DOCUMENT PASSAGE:
Theodore Jun Yoo's (AM’97, PhD’02) new history of the Koreas unites academic and personal interests.
“If you read my first book and get to know me personally,” says historian Theodore Jun Yoo, “you’ll realize a lot of it is my mother talking to me.”
After writing his first two books, The Politics of Gender in Colonial Korea: Education, Labor, and Health, 1910–1945 (University of California Press, 2014) and It’s Madness: The Politics of Mental Health in Colonial Korea (University of California Press, 2016), Yoo AM’97, PhD’02, realized that as much as they were academic endeavors they were also attempts to understand his mother’s anger—and its roots in Japanese occupation, poverty, political persecution, and a cultural reluctance to talk about emotions.
Yoo’s third book, The Koreas: The Birth of Two Nations Divided (University of California Press, 2020), continues the work of trying to understand the country of his birth and current residence, and the ways it shaped him and his family. The book takes a decade-by-decade look at North and South Korea—“twins born of the Cold War”—since they separated in 1948. In situating both countries in time, Yoo also situates them in place, mapping out global connections and tracing the Korean diaspora—emigrants and immigrants, across the globe, to and from Germany, Vietnam, Ethiopia, the United States, and elsewhere.
Born in Seoul to parents who left the north during the Korean War, Yoo became part of that diaspora at three when his father signed up as a government dispatch doctor in Ethiopia, where Yoo grew up. Like many Korean immigrants of their generation, he says, his parents shared little of their feelings about their childhoods or home country, leaving him to turn to academia as a way of understanding where he came from.
So one of the primary audiences Yoo had in mind writing The Koreas was people like him. “For us,” he says, “I think it’s so important to understand the reasons why our parents left.”
At the same time, Yoo wanted to give a better sense of the countries to non-Koreans whose primary knowledge might come through pop-culture stereotypes and the occasional news story. He reels off the reigning perceptions: “Samsung or smartphones, K-pop in the south, and then in the north it’s this crazy guy who oppresses his people.”
There’s more than that to both countries, but the multibillion-dollar K-pop industry pervades life in South Korea—and filters much of Yoo’s, and the world’s, understanding of both countries. In recognition of pop culture’s sway, art and entertainment tell much of the story in The Koreas.
For example, to illustrate the autocratic rule of Park Chung Hee, South Korea’s president from 1963 to 1979, Yoo tells the story of Sin Junghyeon, “the godfather of Korean rock music.” One of many people victimized by the 1972 Yushin Constitution, which gave the president essentially unlimited powers and no term limits, Sin was persecuted for refusing to write a song for Park.
Pop culture was one of Yoo’s first avenues into Korea. In his graduate school days he made frequent trips to video stores on Chicago’s Lawrence Avenue and spent “more time watching [K-dramas] than trying to read Foucault.” His favorites: Daejanggeum (Jewel in the palace), Anae ui Yuhok (Temptation of wife), and Na-ui Aieossi (My mister). The first time he returned to Korea since leaving as a toddler—on a Fulbright grant while getting his PhD—it all looked familiar. He’d seen it on-screen.

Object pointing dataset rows
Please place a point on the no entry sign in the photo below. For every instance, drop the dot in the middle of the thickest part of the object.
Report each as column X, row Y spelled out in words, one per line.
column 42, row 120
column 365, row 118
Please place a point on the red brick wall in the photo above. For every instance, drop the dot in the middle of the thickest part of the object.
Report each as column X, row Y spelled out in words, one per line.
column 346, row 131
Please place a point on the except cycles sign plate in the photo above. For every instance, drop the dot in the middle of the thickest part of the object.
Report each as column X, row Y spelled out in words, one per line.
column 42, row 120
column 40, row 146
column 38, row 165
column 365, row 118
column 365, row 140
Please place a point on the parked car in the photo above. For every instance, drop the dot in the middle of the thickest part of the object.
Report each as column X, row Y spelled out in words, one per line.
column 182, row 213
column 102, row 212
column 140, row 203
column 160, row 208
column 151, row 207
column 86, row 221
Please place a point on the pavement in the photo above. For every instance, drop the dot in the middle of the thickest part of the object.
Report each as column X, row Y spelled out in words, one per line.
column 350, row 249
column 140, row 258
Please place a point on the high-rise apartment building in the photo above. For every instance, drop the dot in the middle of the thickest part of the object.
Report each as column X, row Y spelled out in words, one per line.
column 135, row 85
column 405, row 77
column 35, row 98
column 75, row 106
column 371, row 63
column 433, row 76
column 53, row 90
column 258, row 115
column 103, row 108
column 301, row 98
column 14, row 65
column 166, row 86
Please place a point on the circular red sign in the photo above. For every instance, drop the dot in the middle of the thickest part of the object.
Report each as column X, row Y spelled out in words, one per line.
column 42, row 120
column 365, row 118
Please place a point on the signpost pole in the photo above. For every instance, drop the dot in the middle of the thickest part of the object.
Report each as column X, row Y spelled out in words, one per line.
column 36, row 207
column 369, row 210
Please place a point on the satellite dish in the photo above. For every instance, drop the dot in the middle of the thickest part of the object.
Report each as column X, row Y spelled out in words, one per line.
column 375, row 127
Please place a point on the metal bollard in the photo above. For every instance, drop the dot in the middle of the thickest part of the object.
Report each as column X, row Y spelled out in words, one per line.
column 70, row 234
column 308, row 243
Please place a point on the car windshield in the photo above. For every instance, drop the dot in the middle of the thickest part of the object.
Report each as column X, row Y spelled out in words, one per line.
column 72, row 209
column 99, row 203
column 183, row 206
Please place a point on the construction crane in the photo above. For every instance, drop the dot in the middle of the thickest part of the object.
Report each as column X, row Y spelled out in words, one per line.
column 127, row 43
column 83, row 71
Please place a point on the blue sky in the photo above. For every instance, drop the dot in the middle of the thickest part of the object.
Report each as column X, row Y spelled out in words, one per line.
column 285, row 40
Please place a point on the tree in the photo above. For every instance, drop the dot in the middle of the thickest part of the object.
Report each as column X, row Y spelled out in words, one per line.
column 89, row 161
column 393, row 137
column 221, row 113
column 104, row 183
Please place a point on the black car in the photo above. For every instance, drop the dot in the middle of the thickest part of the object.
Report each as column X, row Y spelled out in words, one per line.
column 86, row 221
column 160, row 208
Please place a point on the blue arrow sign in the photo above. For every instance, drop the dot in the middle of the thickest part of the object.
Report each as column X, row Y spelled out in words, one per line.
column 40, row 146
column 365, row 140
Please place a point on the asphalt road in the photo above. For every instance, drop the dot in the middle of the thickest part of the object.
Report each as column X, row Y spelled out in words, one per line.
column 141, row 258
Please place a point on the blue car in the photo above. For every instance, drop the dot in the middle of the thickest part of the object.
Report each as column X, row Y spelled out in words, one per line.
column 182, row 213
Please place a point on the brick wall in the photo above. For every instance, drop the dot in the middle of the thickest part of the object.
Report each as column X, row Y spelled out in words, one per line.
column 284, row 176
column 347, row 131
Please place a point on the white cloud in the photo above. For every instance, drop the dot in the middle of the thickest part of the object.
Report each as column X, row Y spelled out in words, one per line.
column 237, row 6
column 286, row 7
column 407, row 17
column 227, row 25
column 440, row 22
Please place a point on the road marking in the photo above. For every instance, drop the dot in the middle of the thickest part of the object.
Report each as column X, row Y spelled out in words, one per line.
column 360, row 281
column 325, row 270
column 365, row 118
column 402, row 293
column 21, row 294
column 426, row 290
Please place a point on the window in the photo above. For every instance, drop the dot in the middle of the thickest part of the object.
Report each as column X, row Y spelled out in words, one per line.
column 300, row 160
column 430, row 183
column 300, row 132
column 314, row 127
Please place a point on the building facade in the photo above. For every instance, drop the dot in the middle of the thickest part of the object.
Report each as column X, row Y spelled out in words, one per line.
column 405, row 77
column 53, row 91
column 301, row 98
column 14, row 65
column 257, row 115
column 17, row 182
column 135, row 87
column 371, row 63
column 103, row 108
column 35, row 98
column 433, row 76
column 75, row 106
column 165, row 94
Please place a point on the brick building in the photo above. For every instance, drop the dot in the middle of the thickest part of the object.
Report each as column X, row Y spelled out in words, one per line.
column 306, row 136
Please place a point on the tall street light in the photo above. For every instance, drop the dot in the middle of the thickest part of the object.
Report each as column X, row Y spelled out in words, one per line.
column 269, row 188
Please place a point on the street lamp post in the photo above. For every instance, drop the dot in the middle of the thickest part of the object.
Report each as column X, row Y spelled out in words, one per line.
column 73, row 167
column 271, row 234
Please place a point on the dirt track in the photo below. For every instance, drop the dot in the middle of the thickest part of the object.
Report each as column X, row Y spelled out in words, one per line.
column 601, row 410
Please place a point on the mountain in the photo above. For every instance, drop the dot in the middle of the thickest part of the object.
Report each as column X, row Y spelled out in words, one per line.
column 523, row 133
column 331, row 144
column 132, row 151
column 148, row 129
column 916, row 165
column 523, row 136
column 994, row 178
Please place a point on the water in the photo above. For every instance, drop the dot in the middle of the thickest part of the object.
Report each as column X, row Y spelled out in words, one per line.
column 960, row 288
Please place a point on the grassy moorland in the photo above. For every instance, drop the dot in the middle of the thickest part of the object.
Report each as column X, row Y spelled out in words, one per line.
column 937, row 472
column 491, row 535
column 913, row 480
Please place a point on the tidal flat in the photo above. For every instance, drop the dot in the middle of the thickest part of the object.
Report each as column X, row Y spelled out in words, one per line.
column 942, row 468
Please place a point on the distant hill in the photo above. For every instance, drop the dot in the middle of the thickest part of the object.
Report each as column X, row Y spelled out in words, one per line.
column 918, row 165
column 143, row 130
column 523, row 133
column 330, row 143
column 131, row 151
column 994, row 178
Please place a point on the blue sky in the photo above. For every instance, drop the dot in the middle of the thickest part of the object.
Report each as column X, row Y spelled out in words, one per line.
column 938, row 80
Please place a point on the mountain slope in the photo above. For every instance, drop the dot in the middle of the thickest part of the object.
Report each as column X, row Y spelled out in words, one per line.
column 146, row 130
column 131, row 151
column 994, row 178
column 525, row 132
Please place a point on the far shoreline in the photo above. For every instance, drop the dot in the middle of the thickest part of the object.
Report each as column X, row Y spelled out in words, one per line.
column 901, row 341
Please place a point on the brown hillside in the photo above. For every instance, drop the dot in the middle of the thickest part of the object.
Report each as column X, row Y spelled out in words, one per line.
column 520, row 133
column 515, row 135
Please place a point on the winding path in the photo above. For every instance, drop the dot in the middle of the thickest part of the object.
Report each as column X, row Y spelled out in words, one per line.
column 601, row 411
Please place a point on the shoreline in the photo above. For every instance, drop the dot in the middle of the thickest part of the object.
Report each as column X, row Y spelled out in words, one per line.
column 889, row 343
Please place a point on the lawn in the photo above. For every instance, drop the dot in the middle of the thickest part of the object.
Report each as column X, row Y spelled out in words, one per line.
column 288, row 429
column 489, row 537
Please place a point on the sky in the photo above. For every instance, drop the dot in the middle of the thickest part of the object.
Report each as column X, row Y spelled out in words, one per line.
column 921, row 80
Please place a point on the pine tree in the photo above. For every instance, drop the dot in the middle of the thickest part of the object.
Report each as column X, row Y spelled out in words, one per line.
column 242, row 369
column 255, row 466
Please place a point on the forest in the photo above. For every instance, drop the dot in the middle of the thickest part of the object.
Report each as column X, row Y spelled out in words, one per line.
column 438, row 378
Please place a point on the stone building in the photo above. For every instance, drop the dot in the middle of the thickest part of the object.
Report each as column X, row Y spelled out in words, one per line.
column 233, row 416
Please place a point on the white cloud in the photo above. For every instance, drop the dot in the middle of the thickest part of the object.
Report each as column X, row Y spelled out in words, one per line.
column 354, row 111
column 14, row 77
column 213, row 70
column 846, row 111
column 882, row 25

STATED PROBLEM 1: Give the full title and publication year of each book by Yoo that the article on Theodore Jun Yoo names.
STATED PROBLEM 2:
Using the article on Theodore Jun Yoo, answer these questions:
(a) In what year did North and South Korea separate?
(b) In which country did Yoo grow up?
(c) What did Sin Junghyeon refuse to do, leading to his persecution?
STATED PROBLEM 3: Translate this sentence from the article on Theodore Jun Yoo into Spanish: "Pop culture was one of Yoo’s first avenues into Korea."
The entries are separate material, unrelated to the article on Theodore Jun Yoo.

FULL SOLUTION 1:
- The Politics of Gender in Colonial Korea: Education, Labor, and Health, 1910–1945 (2014)
- It’s Madness: The Politics of Mental Health in Colonial Korea (2016)
- The Koreas: The Birth of Two Nations Divided (2020)

FULL SOLUTION 2:
(a) 1948
(b) Ethiopia
(c) He refused to write a song for Park Chung Hee.

FULL SOLUTION 3: La cultura pop fue una de las primeras vías de acceso de Yoo a Corea.